What the exercise asks:
Translate this sentence from the passage about Karuna Cayton below into Spanish: "He has been on the FPMT Board of Directors since 1988."

Passage provided:
Karuna has been a student of Buddhist psychology and philosophy for over 30 years. A long time student of Lama Yeshe and Lama Zopa Rinpoche, he worked for the lamas at Kopan Monastery from 1975-1988. During that time he created and taught the secular studies program for the resident Tibetan and Nepali monks. He also assisted in running the Buddhist programs for foreign visitors and was the co-founder and director of the city center in Kathmandu, Himalayan Yogic Institute. He has been on the FPMT Board of Directors since 1988.
After returning to the US in 1988 he received his MA in Clinical Psychology from JFK University in 1992. He has worked at the Children's Health Council at Stanford University and trained interns in Narrative Therapy at Mental Research Institute (MRI) in Palo Alto.
Presently, he is the director of The Karuna Group, a coaching and counseling project. The Karuna Group works with individuals, couples and families as well as assists business leaders in transforming their organizations into preeminent enterprises based upon the Buddhist principles of Wisdom, Compassion, and Ethics. Karuna also teaches workshops and classes in the integration of western and Buddhist psychology.

Q and A with Karuna Cayton about his book The Misleading Mind

Q: The ideas in The Misleading Mind are rooted in Buddhism. In order to reap their benefits, do your readers need to become practicing Buddhists? Will those with no real understanding of Buddhism be able to adopt your techniques?

A: The whole mission of this book, one could say my own life mission, is to be able to communicate the profound and useful ideas of Buddhist thought for any person in any walk of life.  This mission is rooted in the idea that Buddhism is a system of thought and ideas rather than a religion or dogma.  Albeit, religions and dogmas have been created from Buddhist ideas but I think Buddhism is more science and philosophy than religion.  So, do people have to become “practicing Buddhists” to benefit from the ideas in this book?  The answer is “yes and no”. They do not have to become “Buddhists” to benefit from these ideas but they do need to practice training their mind if they want to experience a positive difference in their mental health. 

Q: What are the similarities between modern psychology and Buddhism? What are the differences?

A: Well, this is a very big question.  Simply, the similarities are with the intent of both seek to understand the mind and how it functions. Both propose a model of pathology or mental dis-ease.  But they differ in their deeper explanation of the mind and they differ in their approach to long-term mental health. In handling short term mental and relationship issues they also differ since Buddhism, in some ways, has less concern on the short term, crisis management approach. Finally, in modern day psychology the primary mode of therapy has been talk therapy. This is presently evolving but Buddhist therapy is less concerned with talking and more concerned with training the mind primarily, but not exclusively through contemplative techniques.

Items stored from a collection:
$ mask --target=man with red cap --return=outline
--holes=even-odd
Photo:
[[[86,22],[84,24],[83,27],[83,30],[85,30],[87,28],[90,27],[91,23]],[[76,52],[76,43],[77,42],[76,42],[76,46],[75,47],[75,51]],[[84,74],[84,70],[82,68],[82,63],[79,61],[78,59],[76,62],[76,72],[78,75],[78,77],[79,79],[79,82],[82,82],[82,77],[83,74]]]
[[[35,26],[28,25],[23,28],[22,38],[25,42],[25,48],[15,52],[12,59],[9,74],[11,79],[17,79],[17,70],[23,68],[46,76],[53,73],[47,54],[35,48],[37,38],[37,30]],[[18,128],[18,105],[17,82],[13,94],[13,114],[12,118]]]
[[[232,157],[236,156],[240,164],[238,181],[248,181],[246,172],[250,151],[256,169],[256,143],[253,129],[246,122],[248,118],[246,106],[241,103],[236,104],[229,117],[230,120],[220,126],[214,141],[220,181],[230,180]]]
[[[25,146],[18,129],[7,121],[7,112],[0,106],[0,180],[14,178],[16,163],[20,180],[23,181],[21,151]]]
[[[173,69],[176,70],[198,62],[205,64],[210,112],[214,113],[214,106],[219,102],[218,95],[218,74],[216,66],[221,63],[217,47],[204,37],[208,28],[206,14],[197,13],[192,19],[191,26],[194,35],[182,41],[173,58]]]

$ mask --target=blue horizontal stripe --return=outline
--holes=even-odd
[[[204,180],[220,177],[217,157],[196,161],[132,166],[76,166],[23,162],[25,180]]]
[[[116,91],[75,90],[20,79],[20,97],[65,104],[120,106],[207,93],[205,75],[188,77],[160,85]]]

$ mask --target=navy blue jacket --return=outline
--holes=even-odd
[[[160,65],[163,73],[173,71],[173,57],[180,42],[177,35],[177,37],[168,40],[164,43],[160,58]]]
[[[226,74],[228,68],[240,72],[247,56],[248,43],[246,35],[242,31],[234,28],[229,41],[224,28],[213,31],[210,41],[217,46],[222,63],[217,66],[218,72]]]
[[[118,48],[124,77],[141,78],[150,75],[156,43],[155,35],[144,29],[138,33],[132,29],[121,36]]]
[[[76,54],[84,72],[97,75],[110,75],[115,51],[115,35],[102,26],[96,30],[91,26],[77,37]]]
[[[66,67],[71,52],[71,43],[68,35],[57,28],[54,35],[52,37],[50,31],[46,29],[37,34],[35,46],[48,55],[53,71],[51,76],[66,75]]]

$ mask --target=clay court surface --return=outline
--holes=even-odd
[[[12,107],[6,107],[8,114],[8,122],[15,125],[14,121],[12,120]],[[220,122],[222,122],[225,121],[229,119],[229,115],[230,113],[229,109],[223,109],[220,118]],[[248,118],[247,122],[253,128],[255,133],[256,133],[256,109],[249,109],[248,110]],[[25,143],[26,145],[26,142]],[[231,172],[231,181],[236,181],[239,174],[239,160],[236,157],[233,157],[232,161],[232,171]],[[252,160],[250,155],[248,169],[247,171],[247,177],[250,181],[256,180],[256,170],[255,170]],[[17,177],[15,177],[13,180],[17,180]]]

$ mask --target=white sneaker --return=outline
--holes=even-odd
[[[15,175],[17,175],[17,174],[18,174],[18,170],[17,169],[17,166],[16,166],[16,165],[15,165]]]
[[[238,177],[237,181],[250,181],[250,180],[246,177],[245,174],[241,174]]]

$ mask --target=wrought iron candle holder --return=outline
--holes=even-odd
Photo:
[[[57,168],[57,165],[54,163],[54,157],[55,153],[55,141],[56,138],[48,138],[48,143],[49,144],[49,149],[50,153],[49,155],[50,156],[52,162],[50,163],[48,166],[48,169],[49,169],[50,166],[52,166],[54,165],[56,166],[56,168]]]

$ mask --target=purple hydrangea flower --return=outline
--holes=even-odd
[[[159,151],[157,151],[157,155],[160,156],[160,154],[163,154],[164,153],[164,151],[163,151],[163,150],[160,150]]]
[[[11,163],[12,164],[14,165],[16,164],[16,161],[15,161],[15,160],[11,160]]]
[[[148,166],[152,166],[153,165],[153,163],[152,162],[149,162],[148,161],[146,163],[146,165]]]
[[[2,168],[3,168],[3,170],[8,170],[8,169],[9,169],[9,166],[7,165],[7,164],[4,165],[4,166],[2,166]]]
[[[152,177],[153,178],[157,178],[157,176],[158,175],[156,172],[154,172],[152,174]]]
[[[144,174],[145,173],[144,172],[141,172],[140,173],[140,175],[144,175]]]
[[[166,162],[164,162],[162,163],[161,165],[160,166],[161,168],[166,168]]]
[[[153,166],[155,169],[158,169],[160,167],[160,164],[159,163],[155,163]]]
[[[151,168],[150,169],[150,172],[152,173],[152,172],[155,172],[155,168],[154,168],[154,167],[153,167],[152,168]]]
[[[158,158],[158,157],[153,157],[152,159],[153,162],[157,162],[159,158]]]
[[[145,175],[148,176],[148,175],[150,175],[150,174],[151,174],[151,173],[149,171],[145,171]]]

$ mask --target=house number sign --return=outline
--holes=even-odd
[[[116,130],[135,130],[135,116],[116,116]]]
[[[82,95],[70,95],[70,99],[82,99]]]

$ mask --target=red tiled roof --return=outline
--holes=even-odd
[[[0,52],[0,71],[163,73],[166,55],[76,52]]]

Result below:
Forma parte de la Junta Directiva de la FPMT desde 1988.